Please repeat the line that contains "Question. Identify the front" and every line after it, exactly, through the end of the records.

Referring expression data
========================================

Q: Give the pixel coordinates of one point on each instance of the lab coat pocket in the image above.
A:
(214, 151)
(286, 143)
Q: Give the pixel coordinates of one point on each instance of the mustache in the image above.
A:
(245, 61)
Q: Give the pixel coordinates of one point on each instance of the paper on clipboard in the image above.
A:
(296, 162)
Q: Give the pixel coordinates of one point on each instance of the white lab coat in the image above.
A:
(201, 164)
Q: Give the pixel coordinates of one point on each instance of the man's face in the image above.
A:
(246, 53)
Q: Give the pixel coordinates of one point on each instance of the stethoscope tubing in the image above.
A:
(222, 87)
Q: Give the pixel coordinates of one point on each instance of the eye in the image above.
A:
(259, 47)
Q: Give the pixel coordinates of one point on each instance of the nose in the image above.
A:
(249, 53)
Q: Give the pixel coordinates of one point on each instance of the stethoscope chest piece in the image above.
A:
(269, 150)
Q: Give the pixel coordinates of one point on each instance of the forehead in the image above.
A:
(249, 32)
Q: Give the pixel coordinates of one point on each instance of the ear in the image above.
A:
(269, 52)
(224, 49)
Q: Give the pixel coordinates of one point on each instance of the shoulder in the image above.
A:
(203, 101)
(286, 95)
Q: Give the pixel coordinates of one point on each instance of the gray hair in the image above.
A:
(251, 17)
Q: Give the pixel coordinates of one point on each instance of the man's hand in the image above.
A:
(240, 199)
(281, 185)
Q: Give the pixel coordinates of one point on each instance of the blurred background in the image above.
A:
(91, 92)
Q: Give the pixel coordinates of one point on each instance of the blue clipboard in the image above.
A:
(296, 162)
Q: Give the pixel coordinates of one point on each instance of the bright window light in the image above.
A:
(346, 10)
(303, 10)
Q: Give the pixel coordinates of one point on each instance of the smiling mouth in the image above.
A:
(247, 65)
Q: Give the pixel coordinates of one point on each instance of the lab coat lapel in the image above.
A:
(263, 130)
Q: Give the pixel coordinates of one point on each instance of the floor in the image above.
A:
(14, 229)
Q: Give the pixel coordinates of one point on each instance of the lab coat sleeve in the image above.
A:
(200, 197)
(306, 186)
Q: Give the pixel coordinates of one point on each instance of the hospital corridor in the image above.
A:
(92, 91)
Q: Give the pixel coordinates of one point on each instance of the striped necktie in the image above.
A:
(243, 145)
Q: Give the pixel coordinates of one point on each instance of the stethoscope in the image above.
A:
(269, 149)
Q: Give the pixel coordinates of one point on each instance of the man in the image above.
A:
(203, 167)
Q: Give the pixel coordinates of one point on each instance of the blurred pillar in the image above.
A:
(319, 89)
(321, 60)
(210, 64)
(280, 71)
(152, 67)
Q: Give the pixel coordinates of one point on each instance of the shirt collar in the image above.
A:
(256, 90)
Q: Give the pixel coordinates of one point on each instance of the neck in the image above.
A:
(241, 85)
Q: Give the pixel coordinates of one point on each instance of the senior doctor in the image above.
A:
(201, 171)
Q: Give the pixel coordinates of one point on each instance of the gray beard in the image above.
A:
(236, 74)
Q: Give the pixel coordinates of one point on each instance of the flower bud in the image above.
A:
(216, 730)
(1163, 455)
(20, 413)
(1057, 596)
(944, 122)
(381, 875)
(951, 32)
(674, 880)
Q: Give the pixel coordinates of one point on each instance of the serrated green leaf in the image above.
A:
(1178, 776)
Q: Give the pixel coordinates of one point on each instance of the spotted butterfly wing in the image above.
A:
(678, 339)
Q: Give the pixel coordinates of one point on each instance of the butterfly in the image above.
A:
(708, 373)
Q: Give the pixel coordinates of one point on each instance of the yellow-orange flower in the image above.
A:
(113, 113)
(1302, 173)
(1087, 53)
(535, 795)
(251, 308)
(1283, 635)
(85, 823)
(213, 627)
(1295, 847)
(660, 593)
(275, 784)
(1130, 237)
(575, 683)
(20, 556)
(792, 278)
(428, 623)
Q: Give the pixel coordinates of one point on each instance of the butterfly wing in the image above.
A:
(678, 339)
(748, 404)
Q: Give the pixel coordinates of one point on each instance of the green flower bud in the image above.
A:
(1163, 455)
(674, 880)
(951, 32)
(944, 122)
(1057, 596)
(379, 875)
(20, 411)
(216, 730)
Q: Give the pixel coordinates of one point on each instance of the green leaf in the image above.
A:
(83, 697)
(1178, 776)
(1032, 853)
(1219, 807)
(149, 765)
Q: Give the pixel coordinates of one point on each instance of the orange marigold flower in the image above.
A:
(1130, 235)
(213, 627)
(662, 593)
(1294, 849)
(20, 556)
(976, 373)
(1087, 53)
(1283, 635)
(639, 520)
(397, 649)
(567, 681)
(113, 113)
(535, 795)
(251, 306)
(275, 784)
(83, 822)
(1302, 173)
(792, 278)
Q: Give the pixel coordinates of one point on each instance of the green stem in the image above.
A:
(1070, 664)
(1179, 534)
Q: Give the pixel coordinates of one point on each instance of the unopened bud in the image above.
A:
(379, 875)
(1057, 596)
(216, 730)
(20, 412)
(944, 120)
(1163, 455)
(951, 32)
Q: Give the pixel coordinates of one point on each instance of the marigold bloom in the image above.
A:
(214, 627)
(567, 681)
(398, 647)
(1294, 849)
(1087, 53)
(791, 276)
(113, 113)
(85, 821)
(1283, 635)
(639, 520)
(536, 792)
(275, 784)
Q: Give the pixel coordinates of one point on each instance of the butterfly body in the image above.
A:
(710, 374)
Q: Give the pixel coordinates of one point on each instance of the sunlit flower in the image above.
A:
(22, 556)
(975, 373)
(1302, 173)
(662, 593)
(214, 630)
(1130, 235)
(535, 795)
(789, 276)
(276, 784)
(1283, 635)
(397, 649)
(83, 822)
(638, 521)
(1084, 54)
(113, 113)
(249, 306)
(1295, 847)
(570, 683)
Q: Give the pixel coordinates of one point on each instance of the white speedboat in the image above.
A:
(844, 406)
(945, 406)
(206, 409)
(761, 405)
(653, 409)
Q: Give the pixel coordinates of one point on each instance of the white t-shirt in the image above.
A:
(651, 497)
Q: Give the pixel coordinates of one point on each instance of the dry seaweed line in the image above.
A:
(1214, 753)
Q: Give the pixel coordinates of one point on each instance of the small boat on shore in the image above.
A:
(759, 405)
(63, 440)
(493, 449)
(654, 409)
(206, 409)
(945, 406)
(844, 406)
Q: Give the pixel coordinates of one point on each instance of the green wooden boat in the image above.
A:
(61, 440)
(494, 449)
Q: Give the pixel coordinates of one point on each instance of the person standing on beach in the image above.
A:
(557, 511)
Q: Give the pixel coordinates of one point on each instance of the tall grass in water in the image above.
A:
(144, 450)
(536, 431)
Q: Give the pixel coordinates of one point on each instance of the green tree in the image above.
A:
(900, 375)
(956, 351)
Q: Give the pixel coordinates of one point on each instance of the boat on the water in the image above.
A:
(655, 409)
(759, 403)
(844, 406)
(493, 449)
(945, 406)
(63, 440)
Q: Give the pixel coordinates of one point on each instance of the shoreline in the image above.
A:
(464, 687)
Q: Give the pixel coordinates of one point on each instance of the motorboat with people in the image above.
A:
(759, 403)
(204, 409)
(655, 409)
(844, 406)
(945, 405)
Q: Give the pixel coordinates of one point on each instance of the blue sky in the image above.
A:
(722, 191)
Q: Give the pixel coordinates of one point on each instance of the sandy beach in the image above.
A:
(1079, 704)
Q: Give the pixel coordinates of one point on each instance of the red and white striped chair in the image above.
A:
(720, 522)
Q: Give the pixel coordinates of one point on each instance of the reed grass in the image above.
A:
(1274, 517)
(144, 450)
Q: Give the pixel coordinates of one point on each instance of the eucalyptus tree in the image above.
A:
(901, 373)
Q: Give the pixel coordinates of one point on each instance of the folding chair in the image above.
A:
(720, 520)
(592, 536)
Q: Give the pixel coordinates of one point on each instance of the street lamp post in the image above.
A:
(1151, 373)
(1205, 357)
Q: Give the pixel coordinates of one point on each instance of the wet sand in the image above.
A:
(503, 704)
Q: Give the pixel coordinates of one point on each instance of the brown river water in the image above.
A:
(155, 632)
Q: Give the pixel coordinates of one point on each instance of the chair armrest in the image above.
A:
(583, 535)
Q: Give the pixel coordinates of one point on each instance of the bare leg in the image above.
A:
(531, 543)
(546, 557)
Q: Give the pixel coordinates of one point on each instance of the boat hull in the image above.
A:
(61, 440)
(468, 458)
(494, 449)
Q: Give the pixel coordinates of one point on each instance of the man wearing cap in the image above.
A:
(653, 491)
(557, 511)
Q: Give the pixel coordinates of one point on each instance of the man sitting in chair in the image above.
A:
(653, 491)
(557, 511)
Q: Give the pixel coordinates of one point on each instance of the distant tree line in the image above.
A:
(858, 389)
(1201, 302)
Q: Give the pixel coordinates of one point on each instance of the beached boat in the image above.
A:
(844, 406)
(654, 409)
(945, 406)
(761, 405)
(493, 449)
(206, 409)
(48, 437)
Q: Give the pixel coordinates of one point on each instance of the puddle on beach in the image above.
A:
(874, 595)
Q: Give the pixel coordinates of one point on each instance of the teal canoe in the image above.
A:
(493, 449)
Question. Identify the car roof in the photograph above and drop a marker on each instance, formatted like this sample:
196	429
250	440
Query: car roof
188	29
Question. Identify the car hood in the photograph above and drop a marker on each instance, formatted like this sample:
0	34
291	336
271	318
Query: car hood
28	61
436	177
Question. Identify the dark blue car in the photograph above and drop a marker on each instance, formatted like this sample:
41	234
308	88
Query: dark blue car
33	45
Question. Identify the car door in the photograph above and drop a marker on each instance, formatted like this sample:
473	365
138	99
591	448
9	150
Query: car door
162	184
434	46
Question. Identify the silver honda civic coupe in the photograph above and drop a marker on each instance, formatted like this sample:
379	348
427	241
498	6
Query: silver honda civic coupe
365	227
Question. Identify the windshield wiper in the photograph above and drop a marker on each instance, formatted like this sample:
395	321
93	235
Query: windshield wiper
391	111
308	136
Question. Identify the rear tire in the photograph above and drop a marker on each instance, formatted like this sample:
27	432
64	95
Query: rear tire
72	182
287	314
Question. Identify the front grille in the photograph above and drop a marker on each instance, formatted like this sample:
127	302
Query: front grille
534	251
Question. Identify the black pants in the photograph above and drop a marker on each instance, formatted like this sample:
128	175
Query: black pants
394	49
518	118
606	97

========================================

■ **Solution to this task**
Question. Identify the front grille in the photograph above and drop a marker on each instance, formatted like this sample:
127	302
Query: front grille
534	251
Question. Identify the black pants in the photograph above and drop a marker on each instance, formatted like this sample:
128	175
Query: black pants
394	49
518	118
606	97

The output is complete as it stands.